§ TEXTO EXTRAÍDO
• • • •

Erale preciso al autor de esta Historia crítica seguir de cerca á Roman de la Higuera, disfrazado con la máscara de su inventado Dextro, desenmarañar sus complicadas lucubraciones, y reducir á polvo la imponente balumba de personajes sagrados, levantada para ensalzar á España: y lo hace sin esfuerzo, con la llaneza y lisura de un diestro narrador, el buen tacto del crítico y la templanza de quien escribe la historia. No era otro su encargo; no podia serlo, demostrada ya la falsedad del supuesto Dextro, y alcanzando unos dias tan distantes de aquellos en que se forjaron las fábulas absurdas que una exaltacion peligrosa, una excesiva credulidad, ó un orgullo insensato admitian con la espontaneidad del más profundo convencimiento.

De la misma laya que el cronicon de Dextro es el de Máximo. Fácilmente se patentiza en la Historia de los falsos cronicones, que su avieso forjador ni áun conocia las circunstancias especiales de los autores á quienes confiaba sus propios dislates. Su supuesto Máximo, contemporáneo de los sucesos que desarrollan el arriañismo en España, nada sustancial manifiesta para fijarsu fisonomía

propia, para seguirle en sus triunfos y sus derrotas, para apreciar su funesta influencia, así en la sociedad que trabajaba con sus disturbios, como en la política del gobierno que la dirigia: es de hielo; nada siente, nada le conmueve ante el espectáculo de que se supone observador. ¿Es así como lega á la posteridad el escritor contemporáneo el recuerdo de los grandes acontecimientos que ha presenciado? ¿Puede narrarlos con tanta sangre fria? Faltaba la verdad al impostor, y no era cosa fácil fingirla con inanimados relatos, con una impasibilidad que la desmiente. Pero manifestara en buen hora más calor é interés, y todavía sus dislates le acusarian de falso. No es ciertamente el ménos singular, como observa muy bien el historiador que nos ocupa, dar por cierto que la lengua castellana se hablaba ya en España á principios del siglo vi. Lindezas de este jaez sólo se refutan con la sonrisa de la compasion ó del sarcasmo.

• • • •

§ REGISTROS PROPORCIONADOS
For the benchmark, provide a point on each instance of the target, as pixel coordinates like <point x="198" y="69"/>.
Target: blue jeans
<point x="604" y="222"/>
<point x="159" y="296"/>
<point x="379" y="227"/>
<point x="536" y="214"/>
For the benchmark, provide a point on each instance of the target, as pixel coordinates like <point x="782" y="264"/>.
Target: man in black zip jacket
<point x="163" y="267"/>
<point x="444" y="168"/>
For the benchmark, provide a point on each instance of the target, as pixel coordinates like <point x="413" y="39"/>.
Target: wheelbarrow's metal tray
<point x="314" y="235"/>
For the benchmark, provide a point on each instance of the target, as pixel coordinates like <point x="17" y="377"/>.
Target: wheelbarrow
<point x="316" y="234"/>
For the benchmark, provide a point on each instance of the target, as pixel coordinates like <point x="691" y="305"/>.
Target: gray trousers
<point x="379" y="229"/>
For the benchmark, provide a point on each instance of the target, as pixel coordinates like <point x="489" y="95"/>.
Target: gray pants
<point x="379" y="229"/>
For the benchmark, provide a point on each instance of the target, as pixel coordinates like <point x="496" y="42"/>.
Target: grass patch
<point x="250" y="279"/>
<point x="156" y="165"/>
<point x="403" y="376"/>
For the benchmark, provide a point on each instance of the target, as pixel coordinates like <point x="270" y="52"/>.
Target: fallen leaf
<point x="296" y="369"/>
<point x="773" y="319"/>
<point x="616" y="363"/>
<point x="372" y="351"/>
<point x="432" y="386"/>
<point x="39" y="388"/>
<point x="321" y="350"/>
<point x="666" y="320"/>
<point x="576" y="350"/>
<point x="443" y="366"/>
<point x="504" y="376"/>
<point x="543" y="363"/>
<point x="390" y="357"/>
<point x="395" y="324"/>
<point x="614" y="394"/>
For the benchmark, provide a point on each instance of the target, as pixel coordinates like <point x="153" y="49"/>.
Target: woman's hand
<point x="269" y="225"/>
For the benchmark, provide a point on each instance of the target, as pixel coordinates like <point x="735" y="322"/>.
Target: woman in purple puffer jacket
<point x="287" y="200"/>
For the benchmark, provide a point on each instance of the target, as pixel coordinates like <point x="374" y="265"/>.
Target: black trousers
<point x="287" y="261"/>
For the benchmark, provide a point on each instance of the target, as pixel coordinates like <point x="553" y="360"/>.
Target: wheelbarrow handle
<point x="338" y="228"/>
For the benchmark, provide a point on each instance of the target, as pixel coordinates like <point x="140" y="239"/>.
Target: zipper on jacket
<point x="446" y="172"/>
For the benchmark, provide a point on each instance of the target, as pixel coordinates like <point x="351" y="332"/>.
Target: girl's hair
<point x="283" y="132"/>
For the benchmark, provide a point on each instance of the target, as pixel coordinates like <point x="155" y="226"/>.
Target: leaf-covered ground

• • • •

§ EL PROBLEMA
Cita tal cual el pasaje del texto sobre los falsos cronicones que va desde "Erale preciso al" hasta "más profundo convencimiento.". Los registros no tienen relación con el texto sobre los falsos cronicones.

§ RESULTADO DEL EJERCICIO
Erale preciso al autor de esta Historia crítica seguir de cerca á Roman de la Higuera, disfrazado con la máscara de su inventado Dextro, desenmarañar sus complicadas lucubraciones, y reducir á polvo la imponente balumba de personajes sagrados, levantada para ensalzar á España: y lo hace sin esfuerzo, con la llaneza y lisura de un diestro narrador, el buen tacto del crítico y la templanza de quien escribe la historia. No era otro su encargo; no podia serlo, demostrada ya la falsedad del supuesto Dextro, y alcanzando unos dias tan distantes de aquellos en que se forjaron las fábulas absurdas que una exaltacion peligrosa, una excesiva credulidad, ó un orgullo insensato admitian con la espontaneidad del más profundo convencimiento.